▶ _Texte fourni_:
┌──
SA MAJESTÉ LA REINE,

intimée.

Appels entendus le 14 août 2002, à Kitchener (Ontario), par

l'honorable juge E. A. Bowie

Comparutions

Pour l'appelant :                                   L'appelant lui-même

Avocate de l'intimée :                          Me Justine Malone

JUGEMENT

          Les appels interjetés à l'encontre des nouvelles cotisations établies en vertu de la Loi de l'impôt sur le revenu pour les années d'imposition 1998 et 1999 sont admis et l'affaire est renvoyée au ministre du Revenu national pour nouvel examen et nouvelle cotisation sur le fondement que l'appelant a le droit, dans le calcul de son revenu, de déduire les frais engagés pour ses repas et son logement, soit les sommes de 10 578,10 $ et 5 880 $ respectivement, en vertu de l'alinéa 8(1)g) de la Loi.


Signé à Ottawa, Canada, ce 23e jour d'août 2002.

« E. A. Bowie »

J.C.C.I.

Traduction certifiée conforme

ce 28e jour de juillet 2003.

Mario Lagacé, réviseur


[TRADUCTION FRANÇAISE OFFICIELLE]

Date: 20020823

Dossier: 2002-71(IT)I

ENTRE :

ARTHUR HISCOE,

appelant,

et

SA MAJESTÉ LA REINE,

intimée.

MOTIFS DU JUGEMENT

Le juge Bowie

[1]      M. Hiscoe a interjeté appel des nouvelles cotisations d'impôt sur le revenu pour les années d'imposition 1998 et 1999. Les appels ont été entendus suivant la procédure informelle de la Cour.

[2]      M. Hiscoe travaille comme camionneur sur de longues distances. Durant la période pertinente, lui et sa femme conduisaient ensemble un camion entre la Californie et l'Ontario. Comme la loi limite leurs heures de conduite à dix heures par période de vingt-quatre heures, ils conduisaient chacun pendant cinq heures; après cinq heures de conduite, ils arrêtaient pour changer de conducteur et profitaient généralement de cet arrêt pour prendre un repas. Ils disposaient de deux lits superposés situés en arrière des sièges de la cabine, ce qui fait que, lorsqu'ils ne conduisaient pas, ils pouvaient dormir dans le camion. Ils dormaient également dans des motels de temps à autre. Le contrat de M. Hiscoe avec son employeur l'obligeait à payer ses propres repas lorsqu'il était loin de sa résidence. Lorsqu'il dormait dans des motels, il devait payer pour la première nuit de chaque voyage; son employeur lui remboursait la deuxième nuit ainsi que les nuits subséquentes.
└──
Données sources
┌──
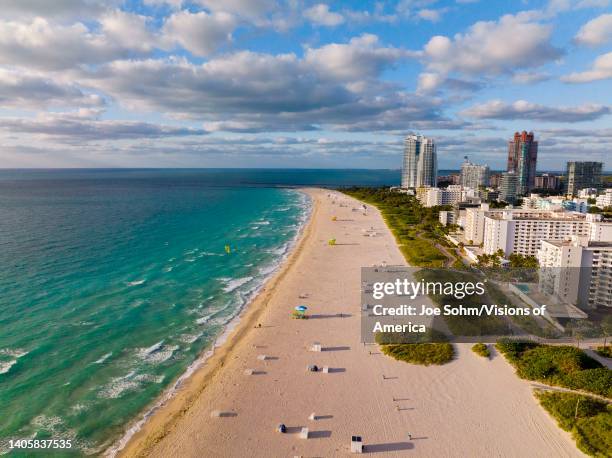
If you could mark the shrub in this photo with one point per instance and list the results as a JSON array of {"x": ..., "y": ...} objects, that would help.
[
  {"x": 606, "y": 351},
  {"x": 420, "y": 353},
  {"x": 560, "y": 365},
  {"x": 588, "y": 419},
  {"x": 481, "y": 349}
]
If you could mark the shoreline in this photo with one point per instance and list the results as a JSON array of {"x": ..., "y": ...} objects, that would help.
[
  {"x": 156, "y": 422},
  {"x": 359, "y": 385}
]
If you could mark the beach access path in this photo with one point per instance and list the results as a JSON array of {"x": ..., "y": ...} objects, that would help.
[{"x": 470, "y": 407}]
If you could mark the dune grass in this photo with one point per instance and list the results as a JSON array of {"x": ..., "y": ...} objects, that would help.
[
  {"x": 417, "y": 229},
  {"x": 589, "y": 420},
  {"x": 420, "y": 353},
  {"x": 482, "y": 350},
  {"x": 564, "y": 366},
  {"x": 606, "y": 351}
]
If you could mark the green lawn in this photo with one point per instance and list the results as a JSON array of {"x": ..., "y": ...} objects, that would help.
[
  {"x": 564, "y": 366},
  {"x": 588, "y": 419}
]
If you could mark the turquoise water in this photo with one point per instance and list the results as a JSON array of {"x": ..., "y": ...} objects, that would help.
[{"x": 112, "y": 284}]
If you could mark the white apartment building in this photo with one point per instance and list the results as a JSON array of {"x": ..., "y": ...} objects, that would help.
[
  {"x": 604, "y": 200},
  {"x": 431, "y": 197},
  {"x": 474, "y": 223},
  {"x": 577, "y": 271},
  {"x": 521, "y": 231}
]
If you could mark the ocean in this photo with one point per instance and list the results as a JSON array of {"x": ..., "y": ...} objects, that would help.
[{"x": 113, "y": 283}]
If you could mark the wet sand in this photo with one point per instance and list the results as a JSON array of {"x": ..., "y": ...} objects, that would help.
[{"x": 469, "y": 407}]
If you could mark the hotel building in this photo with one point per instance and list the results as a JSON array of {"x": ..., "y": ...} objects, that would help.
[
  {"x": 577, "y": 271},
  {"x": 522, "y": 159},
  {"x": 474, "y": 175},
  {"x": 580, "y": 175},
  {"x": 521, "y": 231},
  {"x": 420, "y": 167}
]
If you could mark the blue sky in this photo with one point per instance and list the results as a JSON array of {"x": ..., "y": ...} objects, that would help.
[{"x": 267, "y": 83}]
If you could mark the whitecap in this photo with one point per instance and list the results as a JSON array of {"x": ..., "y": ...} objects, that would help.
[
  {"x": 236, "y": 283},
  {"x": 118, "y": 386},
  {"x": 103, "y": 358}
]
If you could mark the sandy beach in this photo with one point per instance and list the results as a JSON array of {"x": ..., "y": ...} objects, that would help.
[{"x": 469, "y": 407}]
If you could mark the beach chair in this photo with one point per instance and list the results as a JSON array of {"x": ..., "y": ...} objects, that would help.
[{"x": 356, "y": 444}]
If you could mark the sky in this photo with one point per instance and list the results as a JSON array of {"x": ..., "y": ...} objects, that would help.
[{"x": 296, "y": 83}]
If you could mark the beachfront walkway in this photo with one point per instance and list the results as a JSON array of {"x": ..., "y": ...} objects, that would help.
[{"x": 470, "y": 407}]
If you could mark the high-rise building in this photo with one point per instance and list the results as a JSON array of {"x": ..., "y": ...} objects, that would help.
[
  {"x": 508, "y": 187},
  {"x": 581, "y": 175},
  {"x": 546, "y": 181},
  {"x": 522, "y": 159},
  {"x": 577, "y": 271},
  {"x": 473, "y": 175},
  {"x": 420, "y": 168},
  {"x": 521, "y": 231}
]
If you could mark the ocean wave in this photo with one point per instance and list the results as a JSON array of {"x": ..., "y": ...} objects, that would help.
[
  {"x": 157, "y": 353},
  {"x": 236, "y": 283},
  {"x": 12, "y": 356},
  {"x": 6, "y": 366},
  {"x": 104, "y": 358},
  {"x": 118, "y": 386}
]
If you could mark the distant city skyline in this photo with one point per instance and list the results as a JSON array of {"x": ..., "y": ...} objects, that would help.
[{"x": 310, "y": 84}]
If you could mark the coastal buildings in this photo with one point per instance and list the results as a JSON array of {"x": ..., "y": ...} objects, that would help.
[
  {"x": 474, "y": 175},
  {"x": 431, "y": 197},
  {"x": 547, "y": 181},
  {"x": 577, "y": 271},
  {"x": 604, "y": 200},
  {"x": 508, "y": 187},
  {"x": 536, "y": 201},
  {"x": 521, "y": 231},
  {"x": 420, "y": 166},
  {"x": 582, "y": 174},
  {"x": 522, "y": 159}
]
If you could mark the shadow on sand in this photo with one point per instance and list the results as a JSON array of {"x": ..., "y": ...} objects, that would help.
└──
Dans le jugement ci-dessus, retranscrivez fidèlement tout le passage allant de « [1]      M. Hiscoe » jusqu'à « de la Cour. ».

[1]      M. Hiscoe a interjeté appel des nouvelles cotisations d'impôt sur le revenu pour les années d'imposition 1998 et 1999. Les appels ont été entendus suivant la procédure informelle de la Cour.